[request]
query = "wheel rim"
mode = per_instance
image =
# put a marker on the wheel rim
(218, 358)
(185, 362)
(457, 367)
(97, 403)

> [Task goal]: Convert the entries into a two-column CSV with the headers "entry" and "answer" and one row per entry. Put each entry's text and its answer in a single quoted field, with line breaks replaced by spaces.

> [Answer]:
entry,answer
"[request] query = ""wheel rim"" mode = per_instance image = # put a marker on the wheel rim","(218, 358) (185, 362) (457, 367) (97, 403)"